_Task statement:_ Whenever a line in the data contains "follow", show that line.

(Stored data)
● ● ● ● ● ● ●

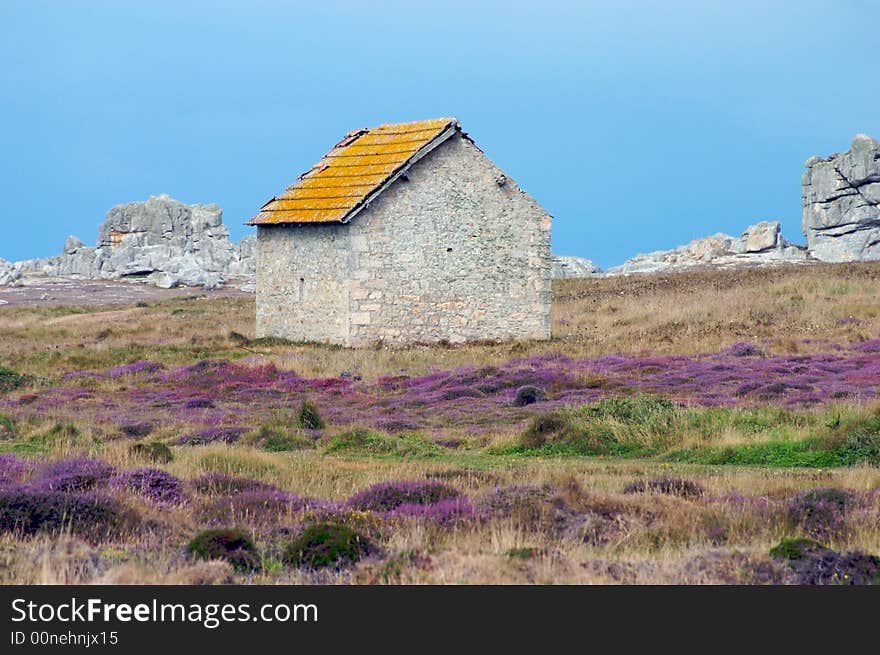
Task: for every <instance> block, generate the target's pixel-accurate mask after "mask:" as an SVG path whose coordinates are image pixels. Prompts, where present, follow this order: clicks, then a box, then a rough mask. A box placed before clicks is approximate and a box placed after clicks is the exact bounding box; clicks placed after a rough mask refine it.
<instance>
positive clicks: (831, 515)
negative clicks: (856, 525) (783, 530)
mask: <svg viewBox="0 0 880 655" xmlns="http://www.w3.org/2000/svg"><path fill="white" fill-rule="evenodd" d="M851 503H852V494H850V493H849V492H848V491H844V490H842V489H813V490H811V491H806V492H803V493H801V494H798V495H797V496H795V497H794V498H793V499H792V500H791V501H790V502H789V503H788V507H787V514H788V518H789V520H790V521H791V522H792V523H793V524H794V525H798V526H800V527H802V528H803V529H804V531H805V532H806V533H807V534H808V535H810V536H811V537H814V538H816V539H823V540H826V539H831V538H833V537H835V536H838V535H840V534H841V533H842V532H843V531H844V530H845V529H846V511H847V509H848V508H849V506H850V504H851Z"/></svg>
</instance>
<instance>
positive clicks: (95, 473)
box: [32, 457, 116, 491]
mask: <svg viewBox="0 0 880 655" xmlns="http://www.w3.org/2000/svg"><path fill="white" fill-rule="evenodd" d="M115 472H116V469H114V468H113V467H112V466H110V464H107V463H106V462H102V461H101V460H98V459H89V458H87V457H77V458H75V459H67V460H62V461H59V462H53V463H52V464H47V465H45V466H44V467H43V468H42V469H40V471H38V472H37V475H36V478H35V479H34V482H33V483H32V484H33V485H34V486H36V487H38V488H40V489H44V490H46V491H90V490H92V489H94V488H96V487H98V486H100V485H103V484H105V483H106V482H107V481H108V480H109V479H110V478H111V476H112V475H113V474H114V473H115Z"/></svg>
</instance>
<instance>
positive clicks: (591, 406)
mask: <svg viewBox="0 0 880 655" xmlns="http://www.w3.org/2000/svg"><path fill="white" fill-rule="evenodd" d="M675 409H676V406H675V403H673V402H672V401H671V400H669V399H668V398H663V397H662V396H645V395H641V396H613V397H611V398H604V399H603V400H600V401H599V402H598V403H596V404H595V405H590V406H588V407H585V408H584V410H585V412H586V413H587V414H588V415H590V416H593V417H595V418H600V419H609V418H610V419H615V420H617V421H620V422H622V423H628V424H639V425H654V424H656V423H657V422H658V420H659V422H660V423H666V422H668V420H669V419H671V418H672V416H673V414H674V412H675Z"/></svg>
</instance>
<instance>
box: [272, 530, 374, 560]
mask: <svg viewBox="0 0 880 655" xmlns="http://www.w3.org/2000/svg"><path fill="white" fill-rule="evenodd" d="M370 549H371V545H370V543H369V541H368V540H367V538H366V537H364V536H363V535H361V534H360V533H358V532H357V531H356V530H354V529H353V528H351V527H349V526H347V525H341V524H338V523H317V524H314V525H310V526H309V527H307V528H306V529H305V530H303V532H302V534H300V535H299V536H298V537H297V538H296V539H294V540H293V541H291V542H290V543H288V544H287V546H286V547H285V549H284V555H283V558H282V559H283V561H284V563H285V564H289V565H291V566H296V567H302V568H309V569H320V568H327V567H330V566H333V567H340V566H344V565H345V564H348V563H352V562H357V561H358V560H360V559H361V558H362V557H363V556H364V555H366V554H367V553H368V552H369V551H370Z"/></svg>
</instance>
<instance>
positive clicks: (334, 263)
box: [256, 224, 351, 344]
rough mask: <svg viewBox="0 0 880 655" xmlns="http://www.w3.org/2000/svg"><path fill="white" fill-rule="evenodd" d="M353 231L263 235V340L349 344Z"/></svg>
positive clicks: (283, 233) (261, 324) (277, 227)
mask: <svg viewBox="0 0 880 655" xmlns="http://www.w3.org/2000/svg"><path fill="white" fill-rule="evenodd" d="M348 236H349V226H348V225H339V224H329V225H296V226H278V227H261V228H259V229H258V230H257V271H258V275H257V301H256V305H257V337H283V338H285V339H290V340H291V341H328V342H331V343H341V344H345V343H348V328H349V317H348V297H349V278H350V275H351V271H350V261H349V238H348Z"/></svg>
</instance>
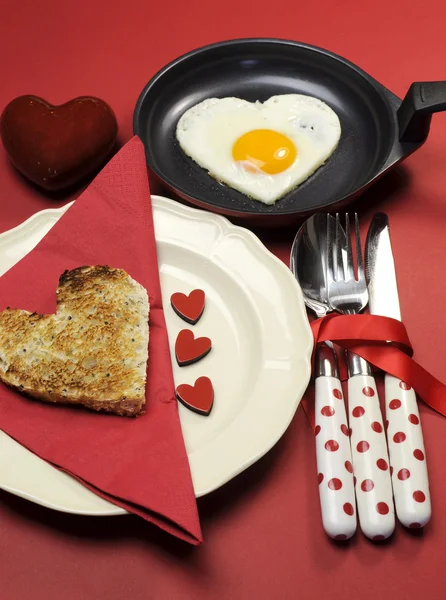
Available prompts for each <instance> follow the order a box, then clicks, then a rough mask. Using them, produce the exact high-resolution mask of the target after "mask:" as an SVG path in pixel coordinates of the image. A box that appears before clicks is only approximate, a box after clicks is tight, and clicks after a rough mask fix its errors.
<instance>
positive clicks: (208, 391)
mask: <svg viewBox="0 0 446 600" xmlns="http://www.w3.org/2000/svg"><path fill="white" fill-rule="evenodd" d="M176 395H177V398H178V400H179V401H180V402H181V404H183V405H184V406H186V408H189V409H190V410H193V411H194V412H196V413H198V414H200V415H205V416H208V415H209V414H210V412H211V410H212V406H213V404H214V388H213V386H212V382H211V380H210V379H209V377H199V378H198V379H197V380H196V382H195V384H194V385H189V384H187V383H182V384H181V385H179V386H178V387H177V389H176Z"/></svg>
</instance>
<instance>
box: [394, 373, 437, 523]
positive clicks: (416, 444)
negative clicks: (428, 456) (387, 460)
mask: <svg viewBox="0 0 446 600" xmlns="http://www.w3.org/2000/svg"><path fill="white" fill-rule="evenodd" d="M385 396H386V419H387V423H386V425H387V442H388V446H389V456H390V468H391V471H392V484H393V495H394V498H395V509H396V515H397V517H398V520H399V521H400V522H401V523H402V524H403V525H405V526H406V527H411V528H418V527H424V526H425V525H426V523H428V521H429V520H430V518H431V500H430V493H429V479H428V473H427V465H426V458H425V455H426V453H425V450H424V441H423V432H422V429H421V422H420V414H419V412H418V405H417V397H416V394H415V392H414V390H413V389H412V388H411V387H410V386H409V385H408V384H406V383H404V381H401V380H400V379H397V378H396V377H393V376H392V375H388V374H386V376H385Z"/></svg>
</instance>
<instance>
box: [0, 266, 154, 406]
mask: <svg viewBox="0 0 446 600" xmlns="http://www.w3.org/2000/svg"><path fill="white" fill-rule="evenodd" d="M148 317H149V299H148V296H147V292H146V290H145V289H144V288H143V287H142V286H141V285H140V284H139V283H137V282H136V281H135V280H134V279H132V278H131V277H130V276H129V275H128V274H127V273H126V272H125V271H123V270H121V269H113V268H110V267H107V266H85V267H79V268H77V269H74V270H72V271H65V273H63V275H62V276H61V277H60V279H59V286H58V288H57V312H56V314H54V315H53V314H51V315H41V314H37V313H30V312H28V311H26V310H18V309H17V310H16V309H11V308H7V309H6V310H4V311H2V312H0V379H1V380H2V381H3V382H4V383H6V384H8V385H10V386H12V387H14V388H16V389H17V390H19V391H20V392H23V393H24V394H26V395H29V396H32V397H35V398H38V399H40V400H44V401H46V402H54V403H56V402H60V403H65V404H82V405H84V406H86V407H88V408H90V409H93V410H97V411H106V412H111V413H115V414H118V415H125V416H133V415H137V414H139V413H141V412H143V408H144V404H145V383H146V369H147V359H148V342H149V327H148Z"/></svg>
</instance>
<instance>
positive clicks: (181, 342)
mask: <svg viewBox="0 0 446 600" xmlns="http://www.w3.org/2000/svg"><path fill="white" fill-rule="evenodd" d="M211 348H212V342H211V340H210V339H209V338H206V337H201V338H196V339H195V336H194V333H193V331H191V330H190V329H182V330H181V331H180V333H179V334H178V336H177V339H176V342H175V356H176V359H177V362H178V364H179V366H180V367H185V366H186V365H191V364H192V363H194V362H197V361H198V360H200V359H201V358H203V357H204V356H206V354H208V353H209V352H210V351H211Z"/></svg>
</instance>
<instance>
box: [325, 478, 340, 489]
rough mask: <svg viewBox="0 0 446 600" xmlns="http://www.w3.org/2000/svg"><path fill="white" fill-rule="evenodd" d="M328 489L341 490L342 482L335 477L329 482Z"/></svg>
mask: <svg viewBox="0 0 446 600" xmlns="http://www.w3.org/2000/svg"><path fill="white" fill-rule="evenodd" d="M328 487H329V488H330V489H331V490H340V489H341V487H342V481H341V480H340V479H337V478H336V477H334V478H333V479H330V481H329V482H328Z"/></svg>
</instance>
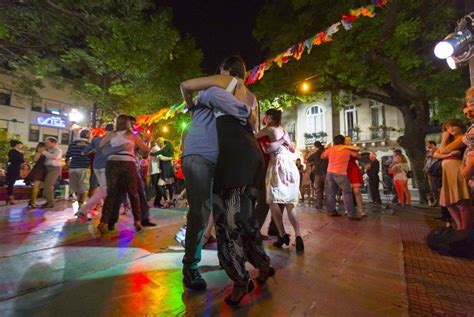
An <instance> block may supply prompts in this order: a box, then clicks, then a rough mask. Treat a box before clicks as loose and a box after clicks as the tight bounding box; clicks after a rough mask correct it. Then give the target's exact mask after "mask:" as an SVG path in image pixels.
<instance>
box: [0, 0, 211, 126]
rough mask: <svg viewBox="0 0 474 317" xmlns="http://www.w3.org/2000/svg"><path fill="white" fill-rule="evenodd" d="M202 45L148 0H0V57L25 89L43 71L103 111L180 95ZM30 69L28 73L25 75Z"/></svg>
mask: <svg viewBox="0 0 474 317" xmlns="http://www.w3.org/2000/svg"><path fill="white" fill-rule="evenodd" d="M201 60H202V53H201V52H200V51H199V50H198V49H197V48H196V46H195V43H194V41H193V40H192V39H191V38H190V37H188V36H185V37H181V36H180V34H179V32H178V31H177V30H176V29H175V28H174V27H173V26H172V24H171V11H170V10H169V9H167V8H163V7H156V6H155V5H154V4H153V1H151V0H123V1H115V0H98V1H87V0H79V1H67V0H55V1H53V0H30V1H28V0H25V1H13V0H11V1H2V4H0V64H2V65H3V66H4V67H5V68H6V69H8V70H12V71H15V72H16V73H17V74H18V73H20V74H23V75H24V78H23V81H22V82H23V84H24V88H25V89H26V90H27V91H30V92H31V93H34V89H33V90H32V89H31V88H34V87H37V86H39V85H40V83H41V79H42V78H44V77H50V78H53V79H55V80H56V81H58V82H61V81H63V79H64V78H66V79H69V80H70V81H72V83H73V84H74V87H75V89H76V92H77V94H78V97H82V98H85V99H87V100H90V101H93V102H94V103H96V104H97V105H98V106H99V109H100V110H101V111H102V114H103V117H105V118H106V119H111V118H112V117H113V116H114V115H116V114H117V113H120V112H127V113H131V114H135V115H137V114H143V113H150V112H155V111H157V110H159V108H162V107H164V106H168V105H170V104H172V103H175V102H176V100H180V98H181V97H180V93H179V89H177V87H178V86H179V83H180V82H181V81H182V80H184V79H185V78H189V77H193V76H197V75H199V74H200V73H201V69H200V63H201ZM32 75H33V76H32Z"/></svg>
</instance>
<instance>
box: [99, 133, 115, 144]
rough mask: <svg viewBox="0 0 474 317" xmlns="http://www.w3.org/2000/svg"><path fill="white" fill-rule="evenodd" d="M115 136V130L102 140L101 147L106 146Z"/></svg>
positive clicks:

● ● ● ● ● ● ●

_Solved problem:_
Task: for every <instance> block, generate the target's pixel-accurate mask after "mask:" as an SVG path whose coordinates are image pixels. Prompts, where present, follow this order: clicks, then a box, then a rough mask. A box placed before clicks is approximate and a box placed after clicks is the exact bounding box; clicks placed after a rough mask refine it.
Available prompts for each <instance> follow the order a box, then clicks, then a rough mask. Using them, produce the exact high-resolution mask of the target after "mask:" as an SVG path in pixel coordinates of the image. A box that appears before clicks is only approximate, a box after clicks is tight, and clicks after a rough mask fix its errors.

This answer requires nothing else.